Reproduce verbatim all of the data given below, but do not carry over the images.

##### Extracted records #####

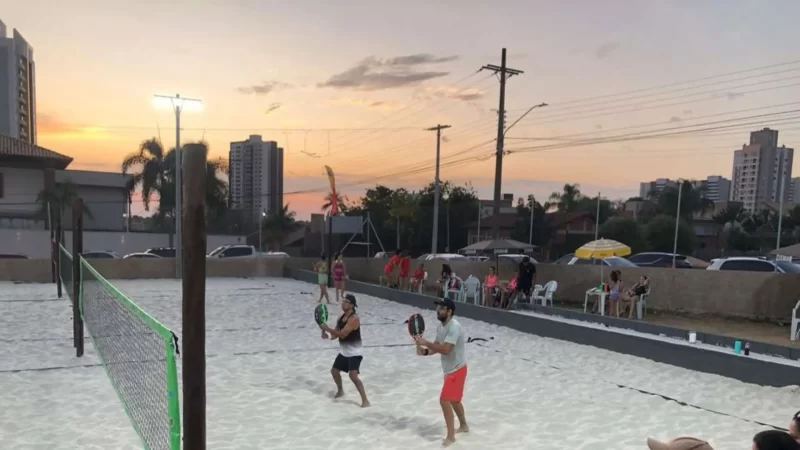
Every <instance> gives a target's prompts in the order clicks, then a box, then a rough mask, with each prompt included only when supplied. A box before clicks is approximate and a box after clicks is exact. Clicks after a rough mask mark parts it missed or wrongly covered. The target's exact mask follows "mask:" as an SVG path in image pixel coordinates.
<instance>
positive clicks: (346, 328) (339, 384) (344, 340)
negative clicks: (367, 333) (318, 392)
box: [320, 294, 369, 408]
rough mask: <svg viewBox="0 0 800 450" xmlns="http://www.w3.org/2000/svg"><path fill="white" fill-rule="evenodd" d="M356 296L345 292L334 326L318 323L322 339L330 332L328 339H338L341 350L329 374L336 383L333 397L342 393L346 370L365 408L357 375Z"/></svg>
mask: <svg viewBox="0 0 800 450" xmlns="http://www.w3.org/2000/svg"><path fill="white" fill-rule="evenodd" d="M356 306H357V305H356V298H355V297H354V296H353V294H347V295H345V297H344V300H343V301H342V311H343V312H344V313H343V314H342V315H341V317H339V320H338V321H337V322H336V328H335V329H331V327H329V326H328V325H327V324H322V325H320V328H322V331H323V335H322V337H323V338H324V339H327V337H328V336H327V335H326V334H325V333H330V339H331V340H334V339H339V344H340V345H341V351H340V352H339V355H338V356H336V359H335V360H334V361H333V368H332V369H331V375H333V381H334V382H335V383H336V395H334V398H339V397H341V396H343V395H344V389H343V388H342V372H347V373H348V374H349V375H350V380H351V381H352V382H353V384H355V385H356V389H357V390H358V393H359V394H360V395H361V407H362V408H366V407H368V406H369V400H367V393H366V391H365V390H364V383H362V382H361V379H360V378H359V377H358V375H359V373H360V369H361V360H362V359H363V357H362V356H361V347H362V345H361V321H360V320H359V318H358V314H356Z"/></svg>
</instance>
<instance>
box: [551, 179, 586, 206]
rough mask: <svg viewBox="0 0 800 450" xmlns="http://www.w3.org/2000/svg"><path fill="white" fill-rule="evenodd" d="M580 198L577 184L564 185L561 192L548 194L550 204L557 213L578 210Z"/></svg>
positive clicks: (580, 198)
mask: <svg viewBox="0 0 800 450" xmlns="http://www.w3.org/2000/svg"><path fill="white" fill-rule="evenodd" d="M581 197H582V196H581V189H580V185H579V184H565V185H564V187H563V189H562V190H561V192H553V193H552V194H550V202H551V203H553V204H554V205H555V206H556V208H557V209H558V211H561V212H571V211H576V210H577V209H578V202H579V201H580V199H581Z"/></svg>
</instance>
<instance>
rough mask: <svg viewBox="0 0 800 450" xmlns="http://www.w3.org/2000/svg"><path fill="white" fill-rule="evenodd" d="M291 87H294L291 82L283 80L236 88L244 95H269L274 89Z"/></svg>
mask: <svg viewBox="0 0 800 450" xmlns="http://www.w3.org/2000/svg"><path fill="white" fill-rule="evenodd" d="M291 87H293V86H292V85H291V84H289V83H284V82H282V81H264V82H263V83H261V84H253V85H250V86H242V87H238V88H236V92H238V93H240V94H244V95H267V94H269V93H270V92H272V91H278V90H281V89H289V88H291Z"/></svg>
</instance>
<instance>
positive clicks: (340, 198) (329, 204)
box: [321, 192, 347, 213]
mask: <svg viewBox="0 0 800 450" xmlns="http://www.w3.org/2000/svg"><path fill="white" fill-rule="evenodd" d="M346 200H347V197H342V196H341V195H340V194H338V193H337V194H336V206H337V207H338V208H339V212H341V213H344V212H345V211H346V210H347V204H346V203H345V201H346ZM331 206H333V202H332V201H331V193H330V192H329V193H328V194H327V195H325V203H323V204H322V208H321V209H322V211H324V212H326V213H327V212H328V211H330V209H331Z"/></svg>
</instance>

#####

Expected answer:
Every <instance> gives a target's prompts in the order clicks, then a box, then a rough mask, with each prompt included only when supplied. A box before clicks is approximate and a box after clicks is exact. Clicks after a rough mask mark parts it missed or wrongly covered. The target's exact mask follows "mask:" as an SVG path in image pixel coordinates.
<instance>
positive clicks: (346, 328) (339, 384) (344, 340)
negative clicks: (367, 333) (318, 392)
box: [320, 294, 369, 408]
rough mask: <svg viewBox="0 0 800 450" xmlns="http://www.w3.org/2000/svg"><path fill="white" fill-rule="evenodd" d="M356 296L345 292L334 326L318 323L322 339L330 332L328 339H338L341 350L329 374L336 383L333 397L342 393L346 370L365 408L357 375Z"/></svg>
mask: <svg viewBox="0 0 800 450" xmlns="http://www.w3.org/2000/svg"><path fill="white" fill-rule="evenodd" d="M356 306H357V305H356V298H355V297H354V296H353V294H347V295H345V297H344V300H343V301H342V311H343V312H344V313H343V314H342V315H341V317H339V320H338V321H337V322H336V328H335V329H331V327H329V326H328V325H327V324H322V325H320V328H322V331H323V335H322V337H323V338H324V339H327V337H328V336H327V335H326V334H325V333H330V339H331V340H334V339H339V344H340V345H341V351H340V352H339V355H338V356H336V359H335V360H334V361H333V368H332V369H331V375H333V381H334V382H335V383H336V395H334V398H339V397H341V396H343V395H344V389H343V388H342V372H347V373H348V374H349V375H350V380H351V381H352V382H353V384H355V385H356V389H357V390H358V393H359V394H360V395H361V407H362V408H366V407H368V406H369V400H367V393H366V391H365V390H364V383H362V382H361V379H360V378H359V377H358V375H359V373H360V369H361V360H362V359H363V357H362V356H361V347H362V345H361V321H360V320H359V318H358V314H356Z"/></svg>
</instance>
<instance>
box: [551, 179, 586, 206]
rough mask: <svg viewBox="0 0 800 450" xmlns="http://www.w3.org/2000/svg"><path fill="white" fill-rule="evenodd" d="M580 198L577 184L564 185L561 192L548 194L550 204L557 213L578 210Z"/></svg>
positive clicks: (580, 198)
mask: <svg viewBox="0 0 800 450" xmlns="http://www.w3.org/2000/svg"><path fill="white" fill-rule="evenodd" d="M581 197H582V196H581V189H580V185H579V184H565V185H564V187H563V189H562V190H561V192H553V193H552V194H550V202H551V203H553V204H554V205H555V206H556V208H557V209H558V211H561V212H571V211H576V210H577V209H578V202H579V201H580V199H581Z"/></svg>
</instance>
<instance>
rough mask: <svg viewBox="0 0 800 450" xmlns="http://www.w3.org/2000/svg"><path fill="white" fill-rule="evenodd" d="M291 87H294L291 82L283 80L236 88L244 95H269L274 89Z"/></svg>
mask: <svg viewBox="0 0 800 450" xmlns="http://www.w3.org/2000/svg"><path fill="white" fill-rule="evenodd" d="M291 87H293V86H292V85H291V84H289V83H284V82H282V81H264V82H263V83H261V84H253V85H250V86H242V87H238V88H236V92H238V93H240V94H244V95H267V94H269V93H270V92H272V91H278V90H281V89H289V88H291Z"/></svg>
</instance>
<instance>
positive clicks: (340, 198) (329, 204)
box: [321, 192, 347, 213]
mask: <svg viewBox="0 0 800 450" xmlns="http://www.w3.org/2000/svg"><path fill="white" fill-rule="evenodd" d="M346 200H347V197H342V196H341V195H340V194H338V193H337V194H336V206H337V207H338V208H339V212H341V213H344V212H345V211H346V210H347V204H346V203H345V201H346ZM331 206H333V202H332V201H331V193H330V192H329V193H328V194H327V195H325V203H323V204H322V208H321V209H322V211H324V212H326V213H327V212H328V211H330V209H331Z"/></svg>
</instance>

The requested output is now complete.